◆ Assignment
Exact reproduction of all the data is required, with pictures excluded.

◆ The input
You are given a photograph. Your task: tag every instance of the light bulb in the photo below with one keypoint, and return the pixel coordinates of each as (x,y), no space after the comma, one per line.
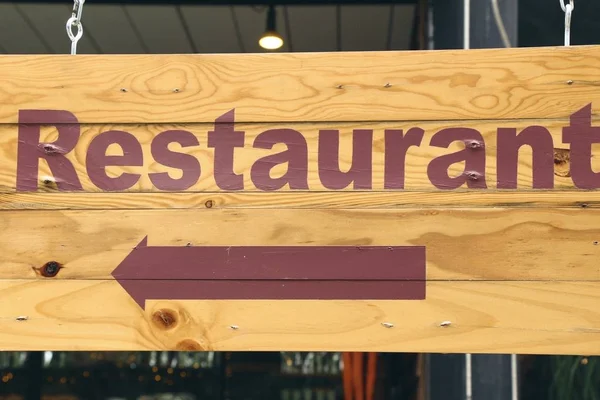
(270,41)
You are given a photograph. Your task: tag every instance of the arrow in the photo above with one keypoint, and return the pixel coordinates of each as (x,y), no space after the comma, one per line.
(272,272)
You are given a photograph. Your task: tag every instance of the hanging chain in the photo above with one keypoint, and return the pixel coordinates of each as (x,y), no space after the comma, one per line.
(568,9)
(75,21)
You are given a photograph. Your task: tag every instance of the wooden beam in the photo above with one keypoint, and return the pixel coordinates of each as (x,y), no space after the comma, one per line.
(492,317)
(541,244)
(372,86)
(380,147)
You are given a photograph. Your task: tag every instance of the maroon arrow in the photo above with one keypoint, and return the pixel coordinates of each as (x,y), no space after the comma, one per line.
(273,272)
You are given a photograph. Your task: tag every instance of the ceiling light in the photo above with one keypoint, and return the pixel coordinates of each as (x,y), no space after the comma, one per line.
(271,40)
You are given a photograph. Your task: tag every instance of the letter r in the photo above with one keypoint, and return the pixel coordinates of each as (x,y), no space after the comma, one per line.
(30,150)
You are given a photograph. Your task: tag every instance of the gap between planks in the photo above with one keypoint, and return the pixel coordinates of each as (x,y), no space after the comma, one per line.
(347,199)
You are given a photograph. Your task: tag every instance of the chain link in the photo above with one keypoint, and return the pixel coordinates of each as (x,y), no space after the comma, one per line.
(564,7)
(75,21)
(568,9)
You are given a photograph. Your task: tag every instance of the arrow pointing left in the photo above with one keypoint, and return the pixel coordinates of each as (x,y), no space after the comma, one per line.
(272,272)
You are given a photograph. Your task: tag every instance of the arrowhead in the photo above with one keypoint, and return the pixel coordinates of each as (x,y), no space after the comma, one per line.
(125,271)
(135,289)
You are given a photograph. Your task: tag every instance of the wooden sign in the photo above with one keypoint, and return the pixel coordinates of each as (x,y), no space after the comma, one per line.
(439,201)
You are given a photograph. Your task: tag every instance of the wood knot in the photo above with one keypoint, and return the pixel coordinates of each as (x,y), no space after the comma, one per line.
(562,162)
(165,319)
(189,345)
(50,269)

◆ Solution below
You are given a photograph. Your task: tag every instance of the light bulb in the photo below with one keypoint, and return the pixel coordinates of each as (x,y), no space after the comma, one per line.
(270,41)
You are given a photograph. Your task: tag every instance of the arrow in the photo above with one keypoint, and return the pixel coordinates of each as (x,y), no space after the comma, one per line.
(272,272)
You are given a photograph. Your task: tag every instance of the hanging chain in the photo above with one keypoint, and return the pixel coordinates of each as (x,y), no space after the comma, one per line.
(568,9)
(75,21)
You are given a photograph. Your task: tag every instance of the wooden beam in the photo above with one keypoint, and return the pixel coordinates of each as (x,y), no space after the comma, one per line.
(492,317)
(541,244)
(372,86)
(380,147)
You are given a photograph. Your task: tag every instance of the maroon arrow in the photo above with one keypoint, and return the pixel coordinates of each as (x,y), no space after the comma, one per line.
(273,272)
You are given a photograph. Your task: tag every instance of the ceiling light in the photo above with one keypoint, and return the pixel coordinates of each as (x,y), no space after the comma, one per line.
(271,40)
You are given a photograph. Your task: tag every instance of the letter r in the photo above with one keypoint, and return the pixel coordinates of each as (x,y), no space after the comma, one per line.
(30,150)
You are given a photograph. Your task: tag every instance of the gap between planks in the photo above with one keypoint, and return the pixel coordinates of each as (x,y), no space after the comma, one per line.
(347,199)
You are given a photograph. Your task: tag every instance of the chain link in the photo above with one keypoint, and return the pixel coordinates of each as (x,y), no space after the comma, one per line.
(564,7)
(75,21)
(568,9)
You are given a photograph. Your task: tag every instance of the arrow pointing left in the photo above with one keypoint, and return the pixel coordinates of each as (x,y), no space after the comma, one per line.
(272,272)
You are given a photograph. Your task: tag every instance of the arrowhead in the photo above with one keypoint, and return the pixel coordinates of each as (x,y), no space after the comma, one per line.
(125,271)
(135,289)
You are given a photograph. Your task: tag every instance of the wooden sign in the photo above with one keypoint, and return the pixel coordinates of each as (x,y), no space after the comma, one per line.
(439,201)
You are given a photograph. Your task: tag every instance of the wood knot in the photo above with one keypoint, and return the pixel coordinates of each as (x,y), no space after the comma, one per line.
(562,162)
(165,319)
(189,345)
(50,269)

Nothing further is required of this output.